**TASK A:**
Answer these questions from the Medevac article, one per line:
(i) What was the full name of the bill introduced when the coalition was in minority?
(ii) How many treating doctors had to assess a person as needing medical treatment for a transfer under that bill?
(iii) How many people does the article say were on Nauru?
**TASK B:** Reproduce word for word the stretch of the Medevac article from "This government seem" through "Papua New Guinea.".

**SOURCE EXTRACT:**

The AIM Network

Repeal Medevac or just another stunt to waste time until the Christmas Break !

This government seem absolutely committed to wasting the time of our parliament (both Houses) with their silly ideological tantrums. After losing the union bashing vote for the totally inappropriately named Ensuring Integrity legislation they now want to repeal the Medevac legislation for the poor souls who are still stuck in detention on Nauru and Papua New Guinea.

You may remember the Migration Amendment (Urgent Medical Treatment) Bill 2018 was introduced at a time during the last parliament when the coalition were in minority. The Bill provided for the temporary transfer to Australia of persons on Manus Island or Nauru, and their families, if they were assessed by two or more treating doctors as requiring medical treatment and required the temporary transfer of all children and their families from offshore detention to Australia for the purpose of medical or psychiatric assessment.

The law allowed for Australian-based doctors to recommend a refugee or asylum seeker offshore be transferred to Australia for care rather than just leaving it in the hands of bureaucrats although it still allowed the minister to refuse if he disagreed with the clinical assessment – in which case it goes to the independent medical panel for review – or if he has concerns based on security or criminal grounds.

Peter Dutton hated this legislation as it took some of his power away but certainly didn’t stop him from interfering with a medical transfer if there were security or criminal considerations : Dutton maintained that the majority of these folk who have been detained offshore for more than six years are rapists, pedophiles, murderers and/or terrorists yet he does so without evidence and none have been charged with crimes either by the authorities in PNG or Nauru or Australia.

It seems that Jacqui Lambie is the crucial vote needed by the government to repeal this legislation but she has evidently placed a condition on the government for her support. She maintains that the real objective of the government should be resettling these folk rather than restricting their access to medical services. It is reported that she has called on the government to accept the resettlement offer made consistently by New Zealand to take 150 asylum seekers a year from Australian detention and then close the detention centres : considering there are only 263 people on Manus (and elsewhere in PNG) and 221 on Nauru this seems like a reasonable request from Lambie but Dutton has, we are told, rejected this demand.

**LISTED RECORDS:**

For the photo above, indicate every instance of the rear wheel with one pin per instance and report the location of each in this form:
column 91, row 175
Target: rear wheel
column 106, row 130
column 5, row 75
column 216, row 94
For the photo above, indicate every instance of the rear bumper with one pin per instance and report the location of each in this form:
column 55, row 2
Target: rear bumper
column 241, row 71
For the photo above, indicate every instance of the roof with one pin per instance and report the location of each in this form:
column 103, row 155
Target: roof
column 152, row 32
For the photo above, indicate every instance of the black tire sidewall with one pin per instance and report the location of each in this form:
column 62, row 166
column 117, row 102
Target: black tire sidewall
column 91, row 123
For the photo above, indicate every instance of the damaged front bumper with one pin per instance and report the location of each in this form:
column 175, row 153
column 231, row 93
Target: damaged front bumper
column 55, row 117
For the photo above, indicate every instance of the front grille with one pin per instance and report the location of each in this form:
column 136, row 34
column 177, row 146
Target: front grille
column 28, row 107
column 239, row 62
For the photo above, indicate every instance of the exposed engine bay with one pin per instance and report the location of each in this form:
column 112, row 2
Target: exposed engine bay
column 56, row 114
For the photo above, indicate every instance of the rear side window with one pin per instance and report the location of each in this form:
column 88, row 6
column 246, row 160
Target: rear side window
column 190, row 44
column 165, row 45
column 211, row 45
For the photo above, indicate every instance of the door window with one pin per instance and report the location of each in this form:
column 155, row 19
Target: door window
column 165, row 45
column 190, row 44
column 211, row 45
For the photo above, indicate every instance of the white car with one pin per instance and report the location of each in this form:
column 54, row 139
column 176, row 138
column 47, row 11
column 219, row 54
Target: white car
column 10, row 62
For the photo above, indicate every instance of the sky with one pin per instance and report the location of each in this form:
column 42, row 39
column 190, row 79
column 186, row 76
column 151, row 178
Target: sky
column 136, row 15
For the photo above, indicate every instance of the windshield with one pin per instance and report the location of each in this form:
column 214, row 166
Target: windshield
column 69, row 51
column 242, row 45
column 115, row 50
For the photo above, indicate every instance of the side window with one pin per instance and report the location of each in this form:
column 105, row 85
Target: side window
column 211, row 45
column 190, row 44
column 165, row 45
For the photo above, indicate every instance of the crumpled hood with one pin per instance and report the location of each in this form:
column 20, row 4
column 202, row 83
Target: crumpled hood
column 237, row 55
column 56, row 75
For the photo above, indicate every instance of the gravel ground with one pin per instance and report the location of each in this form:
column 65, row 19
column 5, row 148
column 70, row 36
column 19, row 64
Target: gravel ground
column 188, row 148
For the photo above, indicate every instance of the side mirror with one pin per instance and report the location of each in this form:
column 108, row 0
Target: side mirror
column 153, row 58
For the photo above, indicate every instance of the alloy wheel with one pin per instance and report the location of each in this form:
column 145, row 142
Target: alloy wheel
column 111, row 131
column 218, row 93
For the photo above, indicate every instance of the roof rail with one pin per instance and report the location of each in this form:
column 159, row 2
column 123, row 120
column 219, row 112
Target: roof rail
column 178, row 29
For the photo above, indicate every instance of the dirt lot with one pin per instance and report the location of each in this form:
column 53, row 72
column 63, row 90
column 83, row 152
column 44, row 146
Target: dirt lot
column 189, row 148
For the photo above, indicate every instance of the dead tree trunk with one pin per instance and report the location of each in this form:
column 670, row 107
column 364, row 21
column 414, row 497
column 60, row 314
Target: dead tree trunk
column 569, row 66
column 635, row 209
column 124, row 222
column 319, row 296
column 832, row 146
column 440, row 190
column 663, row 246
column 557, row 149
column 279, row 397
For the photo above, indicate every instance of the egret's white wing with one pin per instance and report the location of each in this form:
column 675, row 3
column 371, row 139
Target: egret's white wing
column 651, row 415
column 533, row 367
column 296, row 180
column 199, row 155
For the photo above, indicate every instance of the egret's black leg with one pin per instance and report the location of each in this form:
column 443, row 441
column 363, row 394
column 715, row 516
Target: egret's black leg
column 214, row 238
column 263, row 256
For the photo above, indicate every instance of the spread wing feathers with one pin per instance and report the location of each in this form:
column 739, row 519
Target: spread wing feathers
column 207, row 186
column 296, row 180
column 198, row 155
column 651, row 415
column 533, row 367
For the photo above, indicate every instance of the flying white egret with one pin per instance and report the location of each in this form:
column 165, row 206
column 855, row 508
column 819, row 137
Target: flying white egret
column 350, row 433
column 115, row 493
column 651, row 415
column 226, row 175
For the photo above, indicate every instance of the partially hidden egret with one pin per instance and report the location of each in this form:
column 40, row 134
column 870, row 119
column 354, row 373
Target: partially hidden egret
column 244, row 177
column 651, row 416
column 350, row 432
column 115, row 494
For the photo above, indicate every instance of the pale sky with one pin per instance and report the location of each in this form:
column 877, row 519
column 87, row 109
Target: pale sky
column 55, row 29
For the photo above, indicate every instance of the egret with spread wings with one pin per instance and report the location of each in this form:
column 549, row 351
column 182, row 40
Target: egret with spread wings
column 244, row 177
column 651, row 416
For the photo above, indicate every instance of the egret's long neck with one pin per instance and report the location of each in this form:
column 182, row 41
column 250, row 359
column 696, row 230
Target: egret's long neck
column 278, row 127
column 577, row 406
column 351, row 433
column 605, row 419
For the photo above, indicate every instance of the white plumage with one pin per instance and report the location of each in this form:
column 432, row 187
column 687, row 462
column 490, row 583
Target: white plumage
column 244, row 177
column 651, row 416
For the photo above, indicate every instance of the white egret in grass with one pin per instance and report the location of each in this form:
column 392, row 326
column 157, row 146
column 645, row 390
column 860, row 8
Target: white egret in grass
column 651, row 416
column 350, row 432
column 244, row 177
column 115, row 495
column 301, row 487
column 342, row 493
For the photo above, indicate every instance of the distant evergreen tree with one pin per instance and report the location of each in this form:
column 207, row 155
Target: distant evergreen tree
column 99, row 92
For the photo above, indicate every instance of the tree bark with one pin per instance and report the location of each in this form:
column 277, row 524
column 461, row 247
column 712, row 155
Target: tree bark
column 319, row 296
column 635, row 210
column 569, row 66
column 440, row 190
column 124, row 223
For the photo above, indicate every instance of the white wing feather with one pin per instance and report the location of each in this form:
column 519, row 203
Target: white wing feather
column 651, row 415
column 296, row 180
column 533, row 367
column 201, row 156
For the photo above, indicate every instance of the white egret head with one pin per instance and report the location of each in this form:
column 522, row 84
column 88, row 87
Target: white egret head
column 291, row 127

**FINAL ANSWER A:**
(i) The Migration Amendment (Urgent Medical Treatment) Bill 2018
(ii) Two or more
(iii) 221

**FINAL ANSWER B:**
This government seem absolutely committed to wasting the time of our parliament (both Houses) with their silly ideological tantrums. After losing the union bashing vote for the totally inappropriately named Ensuring Integrity legislation they now want to repeal the Medevac legislation for the poor souls who are still stuck in detention on Nauru and Papua New Guinea.